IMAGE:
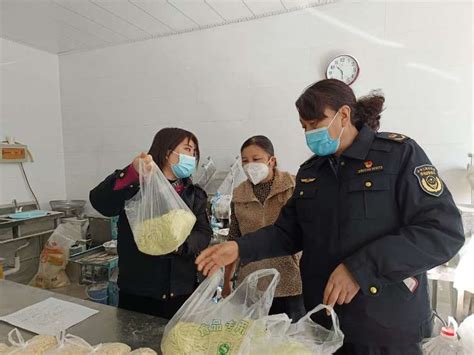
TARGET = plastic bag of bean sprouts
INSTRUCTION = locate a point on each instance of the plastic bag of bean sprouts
(159, 218)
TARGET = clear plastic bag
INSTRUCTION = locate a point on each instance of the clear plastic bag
(53, 260)
(159, 218)
(305, 337)
(447, 343)
(466, 333)
(463, 280)
(202, 326)
(37, 345)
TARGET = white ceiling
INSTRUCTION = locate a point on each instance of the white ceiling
(62, 26)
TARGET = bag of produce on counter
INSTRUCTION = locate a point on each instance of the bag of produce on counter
(53, 260)
(69, 344)
(202, 326)
(281, 337)
(37, 345)
(160, 220)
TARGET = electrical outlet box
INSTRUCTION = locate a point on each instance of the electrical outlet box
(13, 153)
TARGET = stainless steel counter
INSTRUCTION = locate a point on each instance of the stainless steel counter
(109, 325)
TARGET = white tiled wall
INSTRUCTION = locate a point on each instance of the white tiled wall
(31, 112)
(228, 83)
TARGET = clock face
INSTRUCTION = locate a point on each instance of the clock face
(344, 68)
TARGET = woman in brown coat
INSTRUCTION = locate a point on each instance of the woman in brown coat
(256, 203)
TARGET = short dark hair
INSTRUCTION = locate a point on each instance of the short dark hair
(260, 141)
(333, 93)
(166, 140)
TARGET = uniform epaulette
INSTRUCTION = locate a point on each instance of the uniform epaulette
(395, 137)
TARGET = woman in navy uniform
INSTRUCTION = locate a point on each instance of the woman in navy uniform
(370, 214)
(157, 285)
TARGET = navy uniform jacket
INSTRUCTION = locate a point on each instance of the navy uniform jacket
(160, 277)
(381, 209)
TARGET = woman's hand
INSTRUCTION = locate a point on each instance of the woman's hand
(341, 287)
(213, 258)
(147, 161)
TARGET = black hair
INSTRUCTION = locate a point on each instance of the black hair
(166, 140)
(260, 141)
(333, 93)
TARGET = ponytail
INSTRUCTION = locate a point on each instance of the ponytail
(368, 111)
(334, 94)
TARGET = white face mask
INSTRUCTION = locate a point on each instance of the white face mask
(256, 172)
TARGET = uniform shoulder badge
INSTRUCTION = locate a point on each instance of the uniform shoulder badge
(429, 180)
(396, 137)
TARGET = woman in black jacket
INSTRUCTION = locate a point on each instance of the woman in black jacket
(157, 285)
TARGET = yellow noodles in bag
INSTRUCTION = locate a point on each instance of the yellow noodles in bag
(216, 339)
(163, 235)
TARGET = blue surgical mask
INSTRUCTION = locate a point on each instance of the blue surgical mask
(185, 166)
(320, 141)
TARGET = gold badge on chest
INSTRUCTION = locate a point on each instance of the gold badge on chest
(308, 180)
(369, 167)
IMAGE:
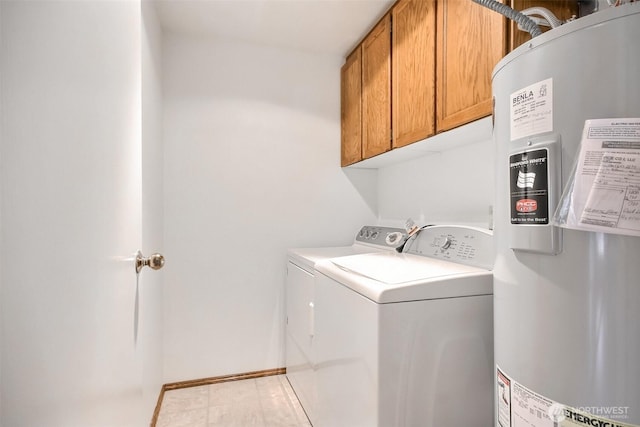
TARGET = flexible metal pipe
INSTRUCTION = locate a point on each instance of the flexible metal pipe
(523, 20)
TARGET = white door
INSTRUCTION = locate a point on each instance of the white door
(73, 316)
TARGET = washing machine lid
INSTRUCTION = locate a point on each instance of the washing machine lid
(389, 277)
(307, 258)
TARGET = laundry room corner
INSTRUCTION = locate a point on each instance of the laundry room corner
(446, 186)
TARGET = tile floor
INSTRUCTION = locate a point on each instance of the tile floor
(260, 402)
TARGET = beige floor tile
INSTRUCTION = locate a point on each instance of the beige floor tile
(187, 418)
(261, 402)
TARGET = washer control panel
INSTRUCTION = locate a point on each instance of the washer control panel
(464, 245)
(381, 236)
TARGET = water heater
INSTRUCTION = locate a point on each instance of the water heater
(566, 298)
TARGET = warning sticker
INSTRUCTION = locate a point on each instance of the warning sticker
(532, 110)
(529, 186)
(519, 406)
(504, 400)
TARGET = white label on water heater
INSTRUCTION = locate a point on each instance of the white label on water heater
(532, 110)
(519, 406)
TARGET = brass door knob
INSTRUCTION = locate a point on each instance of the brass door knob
(155, 261)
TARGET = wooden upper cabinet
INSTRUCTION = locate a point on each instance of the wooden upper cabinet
(413, 59)
(562, 9)
(376, 90)
(351, 108)
(471, 40)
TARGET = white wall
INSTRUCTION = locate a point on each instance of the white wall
(251, 168)
(72, 318)
(453, 186)
(151, 282)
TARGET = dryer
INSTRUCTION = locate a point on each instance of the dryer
(406, 339)
(299, 292)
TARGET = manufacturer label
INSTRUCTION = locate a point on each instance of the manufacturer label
(532, 110)
(519, 406)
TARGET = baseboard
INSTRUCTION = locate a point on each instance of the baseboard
(209, 381)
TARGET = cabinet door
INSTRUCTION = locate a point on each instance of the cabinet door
(413, 67)
(562, 9)
(376, 90)
(471, 39)
(351, 108)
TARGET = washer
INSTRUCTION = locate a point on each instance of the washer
(407, 339)
(300, 284)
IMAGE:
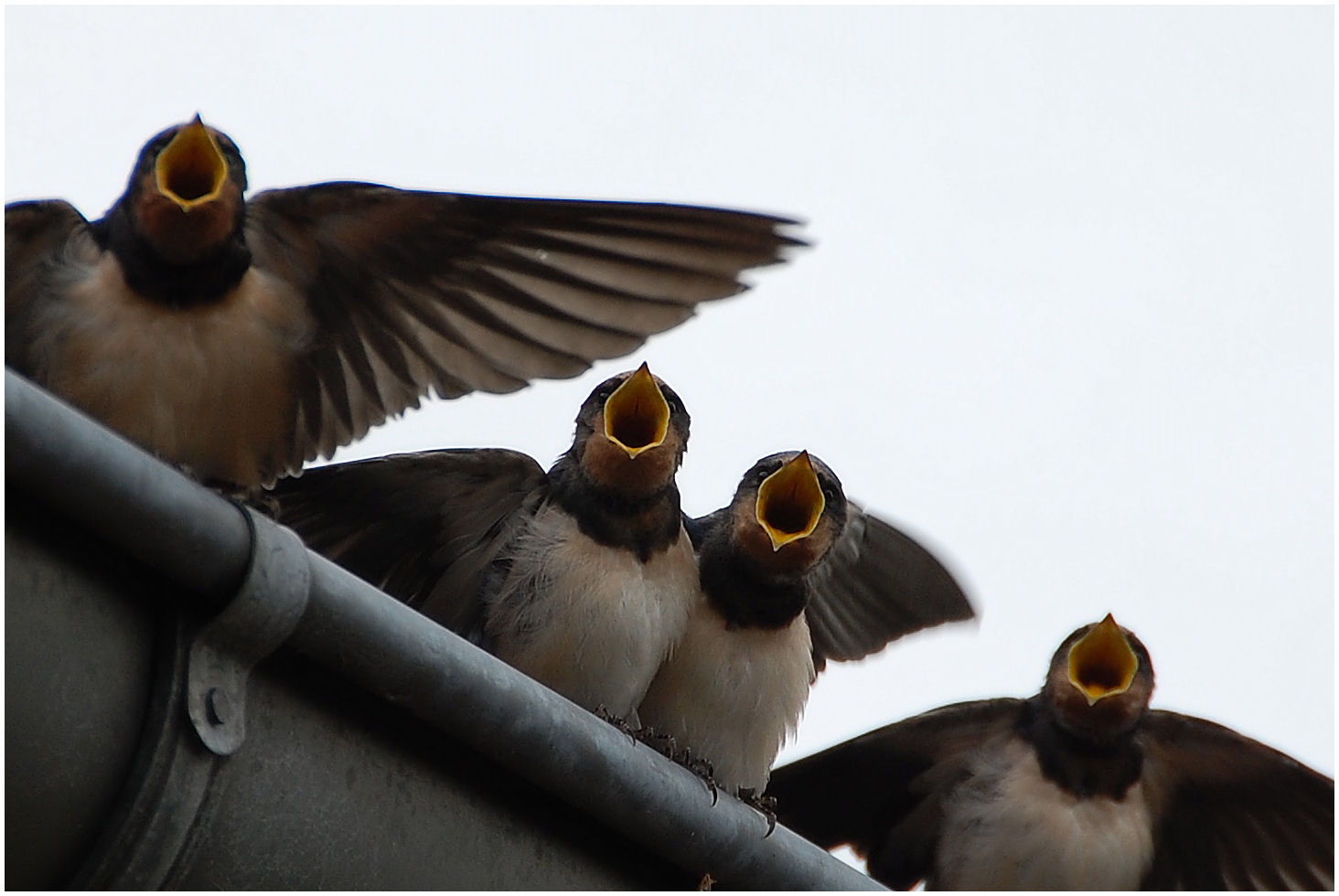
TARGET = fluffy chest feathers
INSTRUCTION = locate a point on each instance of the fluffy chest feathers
(1010, 828)
(591, 622)
(733, 696)
(210, 388)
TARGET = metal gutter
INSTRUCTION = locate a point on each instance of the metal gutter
(205, 544)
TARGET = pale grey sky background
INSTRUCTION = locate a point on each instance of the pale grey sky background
(1069, 314)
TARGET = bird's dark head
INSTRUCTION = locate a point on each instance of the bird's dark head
(632, 432)
(787, 512)
(1101, 680)
(185, 196)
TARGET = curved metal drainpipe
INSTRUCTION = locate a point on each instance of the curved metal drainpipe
(280, 592)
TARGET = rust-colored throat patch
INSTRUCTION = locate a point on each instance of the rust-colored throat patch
(1102, 663)
(790, 503)
(637, 415)
(190, 170)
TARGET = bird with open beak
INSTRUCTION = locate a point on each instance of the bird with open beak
(793, 575)
(1082, 786)
(240, 337)
(582, 578)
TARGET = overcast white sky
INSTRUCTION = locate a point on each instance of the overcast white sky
(1069, 314)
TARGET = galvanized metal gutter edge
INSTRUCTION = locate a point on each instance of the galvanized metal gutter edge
(201, 541)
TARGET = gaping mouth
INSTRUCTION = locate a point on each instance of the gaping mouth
(1102, 663)
(790, 503)
(637, 415)
(192, 170)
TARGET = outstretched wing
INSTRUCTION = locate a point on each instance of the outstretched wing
(882, 793)
(421, 527)
(1234, 813)
(412, 291)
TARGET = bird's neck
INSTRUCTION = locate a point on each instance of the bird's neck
(1077, 763)
(646, 524)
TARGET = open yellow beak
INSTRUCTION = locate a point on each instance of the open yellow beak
(790, 503)
(637, 415)
(192, 169)
(1102, 663)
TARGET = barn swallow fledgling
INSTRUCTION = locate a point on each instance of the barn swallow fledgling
(793, 575)
(1078, 788)
(582, 578)
(242, 337)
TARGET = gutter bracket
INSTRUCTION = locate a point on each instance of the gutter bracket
(264, 613)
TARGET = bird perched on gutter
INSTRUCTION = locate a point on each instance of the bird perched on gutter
(793, 575)
(242, 337)
(582, 578)
(1078, 788)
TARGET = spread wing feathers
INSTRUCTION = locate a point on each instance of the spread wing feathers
(421, 527)
(702, 527)
(882, 792)
(874, 585)
(412, 291)
(34, 232)
(1234, 813)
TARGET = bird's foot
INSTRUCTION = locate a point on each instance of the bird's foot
(661, 743)
(699, 768)
(619, 722)
(766, 805)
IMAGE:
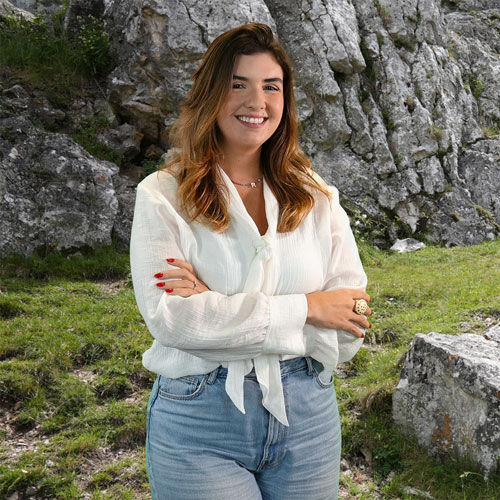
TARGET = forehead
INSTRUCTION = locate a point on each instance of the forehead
(261, 66)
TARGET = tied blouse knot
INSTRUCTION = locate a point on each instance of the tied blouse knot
(254, 314)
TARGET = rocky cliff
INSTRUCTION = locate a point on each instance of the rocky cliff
(399, 101)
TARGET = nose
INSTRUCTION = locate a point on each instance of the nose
(256, 99)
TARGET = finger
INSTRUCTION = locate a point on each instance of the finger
(181, 292)
(181, 263)
(175, 284)
(180, 274)
(359, 294)
(351, 328)
(361, 320)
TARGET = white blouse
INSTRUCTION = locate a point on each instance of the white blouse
(255, 312)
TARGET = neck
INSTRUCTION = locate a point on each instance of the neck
(241, 166)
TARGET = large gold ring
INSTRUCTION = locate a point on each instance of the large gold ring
(360, 306)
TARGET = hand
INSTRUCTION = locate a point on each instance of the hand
(180, 281)
(335, 310)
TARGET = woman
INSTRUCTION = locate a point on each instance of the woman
(247, 275)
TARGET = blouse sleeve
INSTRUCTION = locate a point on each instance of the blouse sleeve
(209, 325)
(344, 271)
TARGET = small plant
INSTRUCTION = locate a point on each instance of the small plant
(93, 46)
(36, 53)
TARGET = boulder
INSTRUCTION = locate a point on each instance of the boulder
(448, 396)
(52, 192)
(392, 98)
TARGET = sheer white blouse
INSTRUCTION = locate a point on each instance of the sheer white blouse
(255, 312)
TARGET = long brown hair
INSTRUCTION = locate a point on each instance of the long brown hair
(197, 139)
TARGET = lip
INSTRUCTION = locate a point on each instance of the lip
(252, 125)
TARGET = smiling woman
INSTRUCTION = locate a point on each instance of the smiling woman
(252, 110)
(247, 275)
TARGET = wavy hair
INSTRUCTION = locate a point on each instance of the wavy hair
(197, 140)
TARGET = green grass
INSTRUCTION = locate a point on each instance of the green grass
(72, 384)
(35, 51)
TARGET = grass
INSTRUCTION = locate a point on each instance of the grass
(72, 384)
(35, 51)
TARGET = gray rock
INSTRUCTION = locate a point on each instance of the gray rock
(125, 140)
(394, 98)
(493, 333)
(52, 192)
(385, 99)
(448, 396)
(407, 245)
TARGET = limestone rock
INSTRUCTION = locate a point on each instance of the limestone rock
(125, 139)
(392, 97)
(399, 101)
(448, 396)
(52, 192)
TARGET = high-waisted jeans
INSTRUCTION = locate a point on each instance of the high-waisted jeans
(200, 447)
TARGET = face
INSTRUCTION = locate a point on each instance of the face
(253, 107)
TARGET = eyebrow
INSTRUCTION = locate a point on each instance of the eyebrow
(267, 80)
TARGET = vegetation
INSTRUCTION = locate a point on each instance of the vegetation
(72, 384)
(35, 51)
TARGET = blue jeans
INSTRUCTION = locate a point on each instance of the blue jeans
(200, 447)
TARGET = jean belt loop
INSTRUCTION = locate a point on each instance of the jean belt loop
(212, 375)
(309, 365)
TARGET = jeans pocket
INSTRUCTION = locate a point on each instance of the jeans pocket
(324, 379)
(182, 388)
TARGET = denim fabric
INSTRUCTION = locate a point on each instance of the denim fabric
(200, 447)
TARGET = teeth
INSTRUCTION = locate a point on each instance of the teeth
(250, 120)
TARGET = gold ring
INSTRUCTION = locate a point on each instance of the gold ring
(360, 306)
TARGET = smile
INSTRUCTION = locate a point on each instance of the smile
(250, 119)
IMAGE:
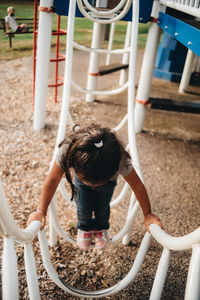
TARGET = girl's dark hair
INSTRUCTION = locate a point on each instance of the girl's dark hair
(95, 164)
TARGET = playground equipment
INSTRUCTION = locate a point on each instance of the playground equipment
(185, 31)
(58, 80)
(9, 229)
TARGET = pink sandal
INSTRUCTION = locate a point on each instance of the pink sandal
(101, 239)
(84, 239)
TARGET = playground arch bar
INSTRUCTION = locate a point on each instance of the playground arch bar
(9, 228)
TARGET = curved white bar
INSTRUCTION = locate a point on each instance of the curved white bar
########
▶ **How to complete this task**: Write out exactly the lines that fall from the line with "INSTRUCTION = locate a point on each instance of the electrical" to the line with "TARGET = navy uniform jacket" in the records above, keeping both ends.

▶ **Answer to this task**:
INSTRUCTION = locate a point on each instance of the electrical outlet box
(13, 153)
TARGET = stainless steel counter
INSTRUCTION = locate a point on each instance of the stainless steel counter
(109, 325)
TARGET = white tiled wall
INSTRUCTION = locate a point on each instance of the white tiled wall
(31, 112)
(228, 83)
TARGET = clock face
INSTRUCTION = locate a point on each instance of the clock face
(344, 68)
TARGET = woman in brown coat
INSTRUCTION = locate a point on each instance of the woman in brown coat
(256, 203)
TARGET = short dark hair
INSTRUCTION = locate a point on each instance of the short dark hair
(260, 141)
(333, 93)
(166, 140)
TARGET = uniform epaulette
INSTRUCTION = locate a point on each instance of the uniform epaulette
(395, 137)
TARGET = woman in navy uniform
INSTRUCTION = locate a point on each instance of the woman in navy uniform
(370, 214)
(157, 285)
TARGET = navy uniform jacket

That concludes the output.